Instructions:
(a) Answer these questions from the news article on Kim Jong-il's health, one line each:
(i) What maximum life expectancy does the YTN report say the disease gives Kim Jong-il?
(ii) What occasion was marked by the 8 July memorial where Mr Kim made a rare public appearance?
(iii) According to the article, which age group accounts for the majority of pancreatic cancer cases?
(b) Resume the news article on Kim Jong-il's health, starting after its last sentence.

Provided text:
───

Page last updated at 06:59 GMT, Monday, 13 July 2009 07:59 UK

N Korean leader Kim 'has cancer'


Kim Jong-il appeared on television last week, looking gaunt

North Korean leader Kim Jong-il has life-threatening pancreatic cancer, South Korean TV news channel YTN says.

Quoting unidentified sources from both South Korea and China, the report said the disease gives Kim Jong-il a maximum life expectancy of five years.

YTN said Mr Kim was diagnosed with the illness last year, about the same time he was reported to have had a stroke.

Mr Kim, 67, was seen last week looking gaunt and walking with a limp, fuelling more speculation about his health.

The rare public appearance was at a memorial on 8 July to mark the 15th anniversary of his father's death.

It has been widely reported that Mr Kim's third son, Kim Jong-un, is being groomed as heir, although Pyongyang has made no announcement.

Nuclear talks

The latest reports on the state of his health come as nuclear negotiators from China and South Korea opened talks in Seoul about how to handle the threat from the North.

The pancreas is a long gland below the stomach producing digestive enzymes and hormones
Tumours tend to produce few symptoms and the disease is often not noticed until well advanced
Equally common in men and women
Majority of cases occur in people over 70

The United Nations stepped up sanctions against the North after its nuclear and missile tests of May.

───

Extracted entries:

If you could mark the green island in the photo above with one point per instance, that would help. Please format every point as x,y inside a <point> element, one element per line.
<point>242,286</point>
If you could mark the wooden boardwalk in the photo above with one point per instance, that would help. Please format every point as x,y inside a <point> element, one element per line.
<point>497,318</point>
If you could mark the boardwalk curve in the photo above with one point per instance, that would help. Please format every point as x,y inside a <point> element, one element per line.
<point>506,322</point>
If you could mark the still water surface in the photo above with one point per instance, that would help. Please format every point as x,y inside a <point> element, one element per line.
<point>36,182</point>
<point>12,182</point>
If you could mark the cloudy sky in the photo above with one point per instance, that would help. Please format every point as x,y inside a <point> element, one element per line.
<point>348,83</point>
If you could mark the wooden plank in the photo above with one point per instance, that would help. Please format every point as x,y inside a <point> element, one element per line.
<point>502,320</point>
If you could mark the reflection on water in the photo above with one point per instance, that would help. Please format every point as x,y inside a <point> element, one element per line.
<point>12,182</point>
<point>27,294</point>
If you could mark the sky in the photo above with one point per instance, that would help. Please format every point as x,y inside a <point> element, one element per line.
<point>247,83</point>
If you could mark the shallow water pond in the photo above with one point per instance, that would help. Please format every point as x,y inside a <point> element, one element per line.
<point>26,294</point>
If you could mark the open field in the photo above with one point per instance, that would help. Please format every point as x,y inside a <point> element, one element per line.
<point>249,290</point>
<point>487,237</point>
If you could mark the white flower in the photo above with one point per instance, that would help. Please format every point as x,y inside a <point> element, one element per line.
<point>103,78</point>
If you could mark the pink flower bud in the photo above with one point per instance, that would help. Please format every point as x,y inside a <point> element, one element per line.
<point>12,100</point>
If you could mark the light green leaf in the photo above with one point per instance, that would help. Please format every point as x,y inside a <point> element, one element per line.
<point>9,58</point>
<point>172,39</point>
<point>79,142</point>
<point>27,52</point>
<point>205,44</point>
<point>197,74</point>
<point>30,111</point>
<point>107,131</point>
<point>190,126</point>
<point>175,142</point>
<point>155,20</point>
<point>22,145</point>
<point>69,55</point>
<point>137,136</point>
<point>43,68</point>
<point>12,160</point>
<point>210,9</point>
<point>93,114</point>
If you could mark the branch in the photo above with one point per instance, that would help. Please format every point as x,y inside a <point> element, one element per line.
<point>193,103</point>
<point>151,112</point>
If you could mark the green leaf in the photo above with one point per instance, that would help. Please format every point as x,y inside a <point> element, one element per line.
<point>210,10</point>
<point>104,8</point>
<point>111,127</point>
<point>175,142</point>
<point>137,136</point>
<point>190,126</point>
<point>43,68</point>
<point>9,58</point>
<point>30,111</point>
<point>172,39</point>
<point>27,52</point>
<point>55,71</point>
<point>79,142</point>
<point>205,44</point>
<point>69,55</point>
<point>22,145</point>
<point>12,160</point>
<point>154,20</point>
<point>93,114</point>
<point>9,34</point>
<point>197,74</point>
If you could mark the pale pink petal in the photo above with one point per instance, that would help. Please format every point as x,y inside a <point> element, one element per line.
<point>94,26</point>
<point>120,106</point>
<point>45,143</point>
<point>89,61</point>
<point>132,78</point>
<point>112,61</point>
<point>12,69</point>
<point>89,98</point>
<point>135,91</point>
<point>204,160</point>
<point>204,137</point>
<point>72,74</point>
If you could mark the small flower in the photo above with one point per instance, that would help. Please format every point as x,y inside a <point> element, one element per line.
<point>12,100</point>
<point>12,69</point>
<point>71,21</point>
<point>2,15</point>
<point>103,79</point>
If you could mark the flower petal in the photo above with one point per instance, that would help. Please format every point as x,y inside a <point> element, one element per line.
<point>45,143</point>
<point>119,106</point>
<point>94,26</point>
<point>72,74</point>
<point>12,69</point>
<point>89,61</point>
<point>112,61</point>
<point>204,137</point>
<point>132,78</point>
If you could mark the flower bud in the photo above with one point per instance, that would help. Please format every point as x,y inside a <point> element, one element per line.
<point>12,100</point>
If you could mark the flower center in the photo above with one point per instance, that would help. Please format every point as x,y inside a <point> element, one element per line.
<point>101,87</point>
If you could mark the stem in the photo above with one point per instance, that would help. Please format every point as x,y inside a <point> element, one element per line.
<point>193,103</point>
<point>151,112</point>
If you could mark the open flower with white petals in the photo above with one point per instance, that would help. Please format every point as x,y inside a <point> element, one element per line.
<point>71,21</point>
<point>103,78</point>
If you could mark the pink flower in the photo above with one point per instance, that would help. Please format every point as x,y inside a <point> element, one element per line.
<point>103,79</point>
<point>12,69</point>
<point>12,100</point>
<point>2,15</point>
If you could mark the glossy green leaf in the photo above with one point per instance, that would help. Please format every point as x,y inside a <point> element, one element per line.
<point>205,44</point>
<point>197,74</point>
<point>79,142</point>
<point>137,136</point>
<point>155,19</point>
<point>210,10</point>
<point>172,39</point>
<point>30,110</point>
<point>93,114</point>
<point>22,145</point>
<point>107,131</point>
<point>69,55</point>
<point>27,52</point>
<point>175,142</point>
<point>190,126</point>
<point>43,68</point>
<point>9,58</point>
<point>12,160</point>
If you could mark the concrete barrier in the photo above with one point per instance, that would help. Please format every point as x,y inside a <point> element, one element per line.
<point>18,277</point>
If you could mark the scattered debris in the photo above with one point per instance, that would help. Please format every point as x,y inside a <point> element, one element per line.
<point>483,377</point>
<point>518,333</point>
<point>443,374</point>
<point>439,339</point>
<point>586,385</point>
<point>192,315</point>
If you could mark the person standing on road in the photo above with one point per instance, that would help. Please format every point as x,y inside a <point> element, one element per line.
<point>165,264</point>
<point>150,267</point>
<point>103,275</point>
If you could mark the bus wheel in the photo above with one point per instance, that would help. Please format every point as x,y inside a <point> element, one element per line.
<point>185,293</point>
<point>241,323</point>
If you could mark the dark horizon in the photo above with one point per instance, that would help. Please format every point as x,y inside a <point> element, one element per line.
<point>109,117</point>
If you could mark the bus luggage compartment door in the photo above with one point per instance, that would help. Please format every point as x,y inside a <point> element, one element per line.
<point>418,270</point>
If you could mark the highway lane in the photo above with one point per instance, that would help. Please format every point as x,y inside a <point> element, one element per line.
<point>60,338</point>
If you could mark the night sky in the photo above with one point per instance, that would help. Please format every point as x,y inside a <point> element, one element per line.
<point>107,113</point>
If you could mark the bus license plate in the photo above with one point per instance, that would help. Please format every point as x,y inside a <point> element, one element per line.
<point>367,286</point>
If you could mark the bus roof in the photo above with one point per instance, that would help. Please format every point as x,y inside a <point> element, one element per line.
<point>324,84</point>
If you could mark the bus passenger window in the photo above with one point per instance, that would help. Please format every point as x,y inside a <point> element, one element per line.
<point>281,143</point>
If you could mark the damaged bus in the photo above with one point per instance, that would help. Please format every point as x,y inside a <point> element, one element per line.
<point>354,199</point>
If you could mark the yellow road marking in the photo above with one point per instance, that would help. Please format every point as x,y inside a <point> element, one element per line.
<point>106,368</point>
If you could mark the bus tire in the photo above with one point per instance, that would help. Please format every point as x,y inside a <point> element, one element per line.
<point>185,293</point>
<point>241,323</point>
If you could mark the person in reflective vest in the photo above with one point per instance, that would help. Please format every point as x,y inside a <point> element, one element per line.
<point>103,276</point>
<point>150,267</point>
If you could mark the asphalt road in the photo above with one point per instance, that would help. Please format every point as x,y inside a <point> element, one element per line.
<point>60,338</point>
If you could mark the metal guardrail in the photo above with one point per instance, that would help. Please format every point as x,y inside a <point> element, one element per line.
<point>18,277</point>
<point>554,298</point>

───

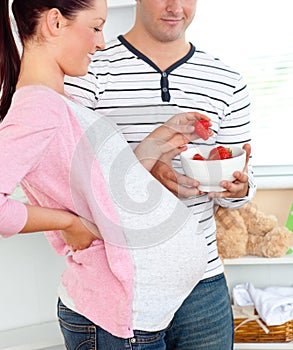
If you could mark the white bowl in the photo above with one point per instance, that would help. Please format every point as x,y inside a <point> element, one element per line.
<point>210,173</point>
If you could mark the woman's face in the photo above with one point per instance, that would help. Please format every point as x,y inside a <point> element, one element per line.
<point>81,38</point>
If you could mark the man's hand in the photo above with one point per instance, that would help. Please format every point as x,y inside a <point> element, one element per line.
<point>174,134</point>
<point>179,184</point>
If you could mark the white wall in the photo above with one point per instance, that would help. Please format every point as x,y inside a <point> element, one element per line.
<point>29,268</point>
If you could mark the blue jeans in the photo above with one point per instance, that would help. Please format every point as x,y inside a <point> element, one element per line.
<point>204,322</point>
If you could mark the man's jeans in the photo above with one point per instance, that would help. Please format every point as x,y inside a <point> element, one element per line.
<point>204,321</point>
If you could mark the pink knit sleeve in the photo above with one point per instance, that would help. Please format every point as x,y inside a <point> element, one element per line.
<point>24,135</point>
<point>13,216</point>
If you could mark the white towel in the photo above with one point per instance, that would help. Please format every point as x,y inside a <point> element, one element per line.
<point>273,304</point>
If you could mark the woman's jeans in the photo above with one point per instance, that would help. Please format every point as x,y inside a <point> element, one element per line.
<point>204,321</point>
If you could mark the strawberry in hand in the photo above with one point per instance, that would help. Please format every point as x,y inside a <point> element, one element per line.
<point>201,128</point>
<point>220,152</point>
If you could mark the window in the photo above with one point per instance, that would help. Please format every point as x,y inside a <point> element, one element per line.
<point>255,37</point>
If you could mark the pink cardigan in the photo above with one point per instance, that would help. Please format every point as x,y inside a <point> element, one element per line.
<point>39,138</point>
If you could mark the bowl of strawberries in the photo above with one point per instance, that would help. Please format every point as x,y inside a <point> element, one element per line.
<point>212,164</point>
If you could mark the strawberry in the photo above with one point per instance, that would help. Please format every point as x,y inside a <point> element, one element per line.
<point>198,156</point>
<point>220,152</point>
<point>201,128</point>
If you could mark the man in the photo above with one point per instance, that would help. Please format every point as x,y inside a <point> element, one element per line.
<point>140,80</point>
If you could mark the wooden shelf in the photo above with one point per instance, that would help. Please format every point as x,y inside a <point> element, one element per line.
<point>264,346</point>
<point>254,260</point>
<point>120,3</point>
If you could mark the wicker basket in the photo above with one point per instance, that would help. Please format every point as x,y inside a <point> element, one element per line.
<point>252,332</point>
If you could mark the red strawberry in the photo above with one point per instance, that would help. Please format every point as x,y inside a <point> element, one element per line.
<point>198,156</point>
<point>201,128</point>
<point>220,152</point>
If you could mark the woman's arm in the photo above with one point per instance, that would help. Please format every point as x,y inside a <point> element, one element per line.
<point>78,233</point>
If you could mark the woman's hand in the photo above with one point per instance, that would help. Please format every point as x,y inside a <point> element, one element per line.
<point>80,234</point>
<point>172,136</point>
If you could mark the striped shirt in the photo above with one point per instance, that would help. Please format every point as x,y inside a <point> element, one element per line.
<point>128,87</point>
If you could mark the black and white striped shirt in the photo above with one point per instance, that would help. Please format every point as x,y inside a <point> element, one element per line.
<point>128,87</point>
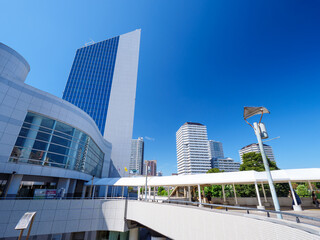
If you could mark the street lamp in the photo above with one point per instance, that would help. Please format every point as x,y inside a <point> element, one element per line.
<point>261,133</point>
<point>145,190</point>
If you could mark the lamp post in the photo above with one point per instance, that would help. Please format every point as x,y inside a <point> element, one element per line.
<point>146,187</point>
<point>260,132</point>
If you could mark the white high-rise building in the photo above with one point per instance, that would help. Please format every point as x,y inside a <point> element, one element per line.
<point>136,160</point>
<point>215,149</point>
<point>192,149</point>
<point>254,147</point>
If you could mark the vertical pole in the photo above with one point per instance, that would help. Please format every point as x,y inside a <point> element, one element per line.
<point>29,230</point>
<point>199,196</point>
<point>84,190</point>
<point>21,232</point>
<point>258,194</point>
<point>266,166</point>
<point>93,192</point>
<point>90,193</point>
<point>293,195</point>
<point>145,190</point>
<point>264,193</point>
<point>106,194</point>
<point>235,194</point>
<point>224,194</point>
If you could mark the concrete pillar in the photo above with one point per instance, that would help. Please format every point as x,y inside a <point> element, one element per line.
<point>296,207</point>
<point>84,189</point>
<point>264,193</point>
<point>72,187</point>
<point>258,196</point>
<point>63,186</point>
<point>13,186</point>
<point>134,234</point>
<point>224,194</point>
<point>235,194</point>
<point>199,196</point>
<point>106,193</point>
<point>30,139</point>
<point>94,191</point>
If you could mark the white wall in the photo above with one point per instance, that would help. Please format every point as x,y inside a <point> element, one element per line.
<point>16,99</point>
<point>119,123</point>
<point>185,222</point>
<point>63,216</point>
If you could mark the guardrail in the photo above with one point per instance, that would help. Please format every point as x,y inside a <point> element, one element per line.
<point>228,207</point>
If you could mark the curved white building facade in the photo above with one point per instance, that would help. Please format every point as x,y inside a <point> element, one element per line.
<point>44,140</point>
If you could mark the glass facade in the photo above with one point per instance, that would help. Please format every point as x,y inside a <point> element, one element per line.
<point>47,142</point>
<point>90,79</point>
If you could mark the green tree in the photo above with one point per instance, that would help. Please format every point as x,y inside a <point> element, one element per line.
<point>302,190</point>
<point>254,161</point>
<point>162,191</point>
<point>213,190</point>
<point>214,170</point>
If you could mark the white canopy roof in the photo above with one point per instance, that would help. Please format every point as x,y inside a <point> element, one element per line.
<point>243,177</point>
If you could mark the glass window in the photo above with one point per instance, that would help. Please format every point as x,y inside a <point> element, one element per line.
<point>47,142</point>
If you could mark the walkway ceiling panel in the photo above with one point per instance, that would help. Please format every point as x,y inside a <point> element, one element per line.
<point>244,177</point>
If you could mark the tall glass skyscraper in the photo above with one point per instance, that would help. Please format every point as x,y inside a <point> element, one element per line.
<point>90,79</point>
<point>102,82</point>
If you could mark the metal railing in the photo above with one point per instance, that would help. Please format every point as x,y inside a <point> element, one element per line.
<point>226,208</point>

───

Answers for the exercise:
(a)
(i) Five years.
(ii) The 15th anniversary of his father's death.
(iii) People over 70.

(b)
"What is important is that the two sides have frank and in-depth consultations," Chinese Vice Foreign Minister Wu Dawei was reported as saying by South Korea's Yonhap news agency.

He was meeting Wi Sung-lac, the South Korean special representative for Korean Peninsula peace and security affairs.

Mr Wu, who chairs the international talks on the North's nuclear programme, arrived in Seoul on Sunday. He had already visited Russia, the United States, and Japan which, with the two Koreas and China, make up the six-party negotiations.

These talks faltered last year when North Korea and the US could not agree on verification procedures to asses the full extent of the North's programmes.